In the data, from the line containing "Drone-based agricultural survey in progress. Pinpoint knuckle" through the line containing "[0,0,233,350]", change "precision sprayer" to "crop sprayer" and reproduce that stretch with nothing else altered.

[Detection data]
**********
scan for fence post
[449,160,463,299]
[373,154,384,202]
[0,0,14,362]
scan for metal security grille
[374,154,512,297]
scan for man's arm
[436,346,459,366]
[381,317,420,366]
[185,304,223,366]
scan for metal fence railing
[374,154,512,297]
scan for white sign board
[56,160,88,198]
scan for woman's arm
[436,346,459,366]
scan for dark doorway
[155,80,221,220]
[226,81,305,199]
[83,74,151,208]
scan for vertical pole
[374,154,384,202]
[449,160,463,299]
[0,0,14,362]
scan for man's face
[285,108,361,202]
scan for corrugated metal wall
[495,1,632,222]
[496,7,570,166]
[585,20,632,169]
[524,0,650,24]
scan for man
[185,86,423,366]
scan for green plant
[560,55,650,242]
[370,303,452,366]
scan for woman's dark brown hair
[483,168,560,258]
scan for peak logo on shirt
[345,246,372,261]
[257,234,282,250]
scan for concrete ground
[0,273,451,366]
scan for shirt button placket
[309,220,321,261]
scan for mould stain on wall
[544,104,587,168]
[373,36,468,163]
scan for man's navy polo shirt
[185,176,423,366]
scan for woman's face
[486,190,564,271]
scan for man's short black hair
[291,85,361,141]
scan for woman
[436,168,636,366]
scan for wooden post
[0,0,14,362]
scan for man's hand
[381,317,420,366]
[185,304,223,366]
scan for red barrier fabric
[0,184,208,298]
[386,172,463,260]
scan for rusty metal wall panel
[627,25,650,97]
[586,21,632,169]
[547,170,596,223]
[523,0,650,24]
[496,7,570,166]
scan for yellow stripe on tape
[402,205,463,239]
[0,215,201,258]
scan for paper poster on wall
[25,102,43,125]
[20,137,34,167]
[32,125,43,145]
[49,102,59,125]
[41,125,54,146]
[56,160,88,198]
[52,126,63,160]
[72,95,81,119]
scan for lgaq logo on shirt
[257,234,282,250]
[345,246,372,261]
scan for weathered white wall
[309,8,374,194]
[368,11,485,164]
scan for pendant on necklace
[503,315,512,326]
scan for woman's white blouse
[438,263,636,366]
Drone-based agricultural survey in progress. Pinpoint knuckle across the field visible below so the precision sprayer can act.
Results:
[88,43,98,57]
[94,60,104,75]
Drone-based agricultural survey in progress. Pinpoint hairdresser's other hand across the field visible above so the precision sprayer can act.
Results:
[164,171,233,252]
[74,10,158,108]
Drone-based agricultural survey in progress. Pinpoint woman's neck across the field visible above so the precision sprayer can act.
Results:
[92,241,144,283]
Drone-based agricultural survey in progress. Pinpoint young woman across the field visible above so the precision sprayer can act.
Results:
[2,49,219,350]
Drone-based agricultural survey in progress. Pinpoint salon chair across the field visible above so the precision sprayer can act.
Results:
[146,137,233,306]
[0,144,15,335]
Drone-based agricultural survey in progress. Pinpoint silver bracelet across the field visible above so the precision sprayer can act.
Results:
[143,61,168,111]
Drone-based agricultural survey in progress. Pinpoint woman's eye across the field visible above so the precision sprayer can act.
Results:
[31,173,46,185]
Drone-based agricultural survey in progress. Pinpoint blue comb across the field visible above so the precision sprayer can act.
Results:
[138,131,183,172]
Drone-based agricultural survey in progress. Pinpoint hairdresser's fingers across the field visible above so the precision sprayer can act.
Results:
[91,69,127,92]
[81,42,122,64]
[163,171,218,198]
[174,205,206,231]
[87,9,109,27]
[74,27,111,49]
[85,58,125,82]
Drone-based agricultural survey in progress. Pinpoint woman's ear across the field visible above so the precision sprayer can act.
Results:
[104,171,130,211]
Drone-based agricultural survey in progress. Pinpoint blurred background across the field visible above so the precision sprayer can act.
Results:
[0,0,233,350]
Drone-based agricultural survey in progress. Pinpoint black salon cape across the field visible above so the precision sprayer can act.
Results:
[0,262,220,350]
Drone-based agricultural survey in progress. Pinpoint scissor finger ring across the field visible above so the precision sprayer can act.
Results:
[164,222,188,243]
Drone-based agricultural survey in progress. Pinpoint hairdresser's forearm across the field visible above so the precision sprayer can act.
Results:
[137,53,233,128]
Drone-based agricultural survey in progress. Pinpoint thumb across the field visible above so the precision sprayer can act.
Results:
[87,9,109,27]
**********
Finished exercise:
Drone-based agricultural survey in progress. Pinpoint knuckle across the field visible below so the crop sprayer can act.
Results:
[88,43,98,57]
[94,60,104,75]
Drone-based agricultural survey in progress. Pinpoint hairdresser's other hand across the field visible above so the crop sprayer can act.
Results:
[164,171,233,252]
[74,10,158,108]
Drone-based agricultural survey in progress. Pinpoint woman's neck across the field visible above so the crop sprayer can act.
Results:
[92,241,144,283]
Drone-based agricultural survey in progress. Pinpoint young woman across the field visible above so the crop sprayer can act.
Results:
[2,49,219,350]
Drone-based agricultural survey in progress. Pinpoint salon chair across the field visible above so the crop sprayer can act.
Results:
[146,137,233,306]
[0,144,15,335]
Drone-based agricultural survey in progress. Pinpoint silver bracelet across the field visible above so the crop sprayer can act.
Results:
[143,61,168,111]
Drone-based agricultural survey in progress. Pinpoint woman's eye across the field visible above so the crop sprayer can act.
Results:
[31,173,46,185]
Drone-based agricultural survey in progress. Pinpoint blue comb across the field visible above so the crop sprayer can act.
Results:
[138,131,183,172]
Drone-based agricultural survey in progress. Pinpoint hairdresser's fingers across the field visible above so the crop sprayer can act.
Results:
[91,69,127,92]
[81,42,122,64]
[163,171,218,198]
[174,205,206,231]
[87,9,109,27]
[74,27,111,49]
[85,58,125,82]
Drone-based agricultural survey in progress. Pinpoint woman's ear across the field visible above so the crop sprayer can act.
Results:
[104,171,130,211]
Drone-based agricultural survey in progress. Pinpoint blurred background across the field visible above so the crop sprayer can act.
Results:
[0,0,233,350]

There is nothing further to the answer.